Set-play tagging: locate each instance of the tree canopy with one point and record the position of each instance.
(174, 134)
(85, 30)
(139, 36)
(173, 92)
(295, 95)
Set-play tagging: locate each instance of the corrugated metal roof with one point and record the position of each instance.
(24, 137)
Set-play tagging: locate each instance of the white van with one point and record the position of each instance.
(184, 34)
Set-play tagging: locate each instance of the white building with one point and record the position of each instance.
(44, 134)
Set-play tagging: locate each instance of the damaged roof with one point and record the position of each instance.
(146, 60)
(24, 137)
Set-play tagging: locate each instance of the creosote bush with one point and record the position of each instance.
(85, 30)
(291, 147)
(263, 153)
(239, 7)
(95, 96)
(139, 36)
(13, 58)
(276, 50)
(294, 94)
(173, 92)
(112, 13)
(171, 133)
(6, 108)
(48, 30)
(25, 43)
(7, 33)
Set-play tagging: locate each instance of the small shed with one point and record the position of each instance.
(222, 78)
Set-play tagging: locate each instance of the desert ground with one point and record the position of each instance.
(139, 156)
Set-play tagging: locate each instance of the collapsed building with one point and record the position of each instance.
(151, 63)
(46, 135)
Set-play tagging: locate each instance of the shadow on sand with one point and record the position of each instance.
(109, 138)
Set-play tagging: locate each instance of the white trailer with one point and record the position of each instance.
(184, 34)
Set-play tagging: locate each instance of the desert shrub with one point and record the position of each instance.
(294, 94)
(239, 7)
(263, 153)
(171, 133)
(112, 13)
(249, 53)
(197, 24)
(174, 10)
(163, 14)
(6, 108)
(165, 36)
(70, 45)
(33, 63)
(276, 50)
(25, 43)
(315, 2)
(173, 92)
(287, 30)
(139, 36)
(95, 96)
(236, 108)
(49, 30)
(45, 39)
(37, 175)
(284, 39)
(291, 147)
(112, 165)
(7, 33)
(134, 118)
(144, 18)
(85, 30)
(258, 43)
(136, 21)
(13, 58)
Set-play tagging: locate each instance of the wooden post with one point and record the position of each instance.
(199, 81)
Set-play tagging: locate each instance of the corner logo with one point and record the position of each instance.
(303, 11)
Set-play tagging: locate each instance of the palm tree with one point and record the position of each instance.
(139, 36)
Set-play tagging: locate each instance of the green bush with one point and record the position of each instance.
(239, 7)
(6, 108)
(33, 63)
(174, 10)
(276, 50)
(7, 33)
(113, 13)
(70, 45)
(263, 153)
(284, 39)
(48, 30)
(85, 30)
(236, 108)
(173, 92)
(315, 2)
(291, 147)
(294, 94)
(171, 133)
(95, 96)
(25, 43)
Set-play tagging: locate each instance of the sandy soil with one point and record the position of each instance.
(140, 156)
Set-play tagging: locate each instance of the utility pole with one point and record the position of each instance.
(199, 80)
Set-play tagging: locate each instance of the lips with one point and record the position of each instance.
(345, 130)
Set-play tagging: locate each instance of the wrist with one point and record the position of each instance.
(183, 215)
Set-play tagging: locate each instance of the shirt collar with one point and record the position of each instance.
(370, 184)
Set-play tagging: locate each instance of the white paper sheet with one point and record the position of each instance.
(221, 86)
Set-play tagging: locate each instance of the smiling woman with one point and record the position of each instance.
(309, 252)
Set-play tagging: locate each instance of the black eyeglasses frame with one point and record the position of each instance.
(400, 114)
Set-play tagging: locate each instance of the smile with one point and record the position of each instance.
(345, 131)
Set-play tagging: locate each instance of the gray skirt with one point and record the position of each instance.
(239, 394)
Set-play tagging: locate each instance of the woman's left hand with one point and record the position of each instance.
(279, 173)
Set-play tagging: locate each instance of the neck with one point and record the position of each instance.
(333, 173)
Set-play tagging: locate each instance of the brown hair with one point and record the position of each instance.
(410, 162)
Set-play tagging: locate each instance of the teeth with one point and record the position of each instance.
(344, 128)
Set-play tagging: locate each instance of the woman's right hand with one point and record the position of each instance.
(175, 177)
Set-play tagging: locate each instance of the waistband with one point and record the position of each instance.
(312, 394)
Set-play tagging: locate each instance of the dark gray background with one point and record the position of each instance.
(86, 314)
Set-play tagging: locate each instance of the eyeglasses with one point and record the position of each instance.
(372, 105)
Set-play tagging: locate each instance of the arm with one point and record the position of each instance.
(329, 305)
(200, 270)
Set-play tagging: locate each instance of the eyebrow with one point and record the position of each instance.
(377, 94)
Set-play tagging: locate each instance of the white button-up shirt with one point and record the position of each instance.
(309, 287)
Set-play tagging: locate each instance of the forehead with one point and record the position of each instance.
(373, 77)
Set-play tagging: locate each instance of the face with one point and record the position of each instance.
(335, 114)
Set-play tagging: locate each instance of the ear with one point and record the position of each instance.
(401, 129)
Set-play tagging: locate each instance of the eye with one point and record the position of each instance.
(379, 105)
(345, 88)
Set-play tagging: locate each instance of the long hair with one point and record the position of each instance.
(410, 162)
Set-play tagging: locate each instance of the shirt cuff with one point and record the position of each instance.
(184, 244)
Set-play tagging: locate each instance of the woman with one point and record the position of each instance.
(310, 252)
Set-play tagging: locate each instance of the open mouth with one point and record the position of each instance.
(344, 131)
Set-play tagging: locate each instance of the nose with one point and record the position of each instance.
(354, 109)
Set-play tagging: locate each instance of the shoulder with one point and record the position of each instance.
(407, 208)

## REQUIRED WORK
Please reproduce every line of the material word for word.

## REPLY
Set-play tagging: locate each instance of the tree canopy with one point and record the position of each instance.
(174, 134)
(85, 30)
(139, 36)
(173, 92)
(295, 95)
Set-play tagging: locate each instance of the corrugated metal roof with one point and record the position of each instance.
(24, 137)
Set-play tagging: locate each instance of the white van with one point and record the position of each instance.
(184, 34)
Set-play tagging: locate each instance of the white building with one point and record the position of each instance.
(44, 134)
Set-play tagging: locate each instance of the damaged roof with one point and record the position of each instance.
(146, 60)
(24, 137)
Set-play tagging: locate each instance of the creosote bush with one point and record the position of each instance.
(85, 30)
(291, 147)
(263, 153)
(239, 7)
(95, 96)
(139, 36)
(13, 58)
(276, 50)
(294, 94)
(173, 92)
(112, 13)
(171, 133)
(6, 108)
(48, 30)
(25, 43)
(7, 33)
Set-play tagging: locate each instance of the small shed with one point and record the position of each instance.
(222, 78)
Set-play tagging: locate each instance of the desert ground with one point and record the position of each instance.
(139, 156)
Set-play tagging: locate each instance of the collapsed building with one point and record the position of each instance.
(151, 63)
(46, 135)
Set-play tagging: locate each instance of the shadow on sand with one point and record the position of each instance.
(109, 138)
Set-play tagging: locate each instance of the white trailer with one point and record the position of each instance.
(184, 34)
Set-play tagging: locate each instance of the desert shrub with one point and record the position of each instance.
(294, 94)
(239, 7)
(263, 153)
(171, 133)
(112, 13)
(249, 53)
(197, 24)
(174, 10)
(163, 14)
(6, 108)
(165, 36)
(70, 45)
(33, 63)
(276, 50)
(25, 43)
(315, 2)
(173, 92)
(287, 30)
(139, 36)
(95, 96)
(236, 108)
(49, 30)
(45, 39)
(37, 175)
(284, 39)
(291, 147)
(112, 165)
(7, 33)
(134, 118)
(144, 18)
(85, 30)
(258, 43)
(136, 21)
(13, 58)
Set-play tagging: locate each instance of the wooden post with one point and record the position of each instance.
(199, 81)
Set-play tagging: locate each instance of the corner logo with one point and record the position of each instance.
(303, 11)
Set-play tagging: locate each instance of the palm tree with one point and record the position of each instance.
(139, 36)
Set-play tagging: locate each instance of the green bush with one point and record the position of each instance.
(239, 7)
(6, 108)
(33, 63)
(174, 10)
(276, 50)
(7, 33)
(113, 13)
(70, 45)
(263, 153)
(284, 39)
(48, 30)
(85, 30)
(236, 108)
(173, 92)
(315, 2)
(291, 147)
(294, 94)
(171, 133)
(95, 96)
(25, 43)
Set-play tagging: locate each instance of the sandy soil with one point and record the position of each instance.
(140, 156)
Set-play tagging: locate each instance of the utility pole with one point and record the position of each instance.
(199, 80)
Set-play tagging: locate each instance of the lips with one point and record the position of each instance.
(345, 130)
Set-play tagging: locate each instance of the wrist with one point and record the position of each instance.
(183, 215)
Set-play tagging: locate each instance of the shirt collar with one point and record the position of each instance.
(370, 184)
Set-play tagging: locate each instance of the white paper sheet with one point and record the position of each instance.
(221, 86)
Set-play tagging: locate each instance of the smiling woman with one point and record the position of each instance.
(309, 252)
Set-play tagging: locate each instance of the black eyeglasses frame with one point and record the position of each instance.
(400, 114)
Set-play tagging: locate each instance of the smile with one point and record the position of each instance.
(345, 131)
Set-play tagging: locate each instance of the gray skirt with one point and record the position of each instance.
(239, 394)
Set-play tagging: locate each instance of the woman's left hand with one point and record the position of each instance.
(279, 173)
Set-play tagging: locate each instance of the neck with one point and record the position of each instance.
(333, 173)
Set-play tagging: locate each instance of the brown hair with one point and record the position of each instance.
(410, 162)
Set-play tagging: locate each instance of the teeth with one point and record the position of each instance.
(344, 128)
Set-play tagging: locate each instance of the woman's right hand with one point and record the position of each instance.
(175, 177)
Set-play tagging: locate each instance of the waistband with one point and record the position of each instance.
(312, 394)
Set-play tagging: locate each instance of the dark gray background with one point and record the position of each instance.
(86, 314)
Set-play tagging: locate each instance of the eyeglasses with one point and record the position of each instance.
(372, 105)
Set-play tagging: locate each instance of the arm with one point and record the position of each instance.
(329, 305)
(200, 270)
Set-play tagging: locate each instance of the eyebrow with one point and record the position of each instance.
(377, 94)
Set-play tagging: locate each instance of the white button-up shirt with one point and record the position of each instance.
(309, 287)
Set-play tagging: locate each instance of the forehead with one point and record the position of each instance.
(373, 77)
Set-play tagging: locate each instance of the face with one point and record the position of each instance.
(335, 114)
Set-play tagging: locate each instance of the ear with one point and record the position of each instance.
(401, 129)
Set-play tagging: locate each instance of the eye with one point and record the position of each instance.
(379, 105)
(345, 88)
Set-play tagging: locate each instance of the long hair with one point and record the position of each instance.
(410, 162)
Set-play tagging: locate each instance of the shirt cuff with one point and record the position of each instance.
(184, 244)
Set-play tagging: locate each instance of the woman with one point and record the position of each instance.
(310, 252)
Set-play tagging: locate each instance of the open mouth with one point and record the position of each instance.
(344, 131)
Set-play tagging: locate each instance of the nose with one point and record the position of each instance.
(354, 109)
Set-play tagging: locate each instance of the shoulder with one point and record the position of each instance.
(407, 208)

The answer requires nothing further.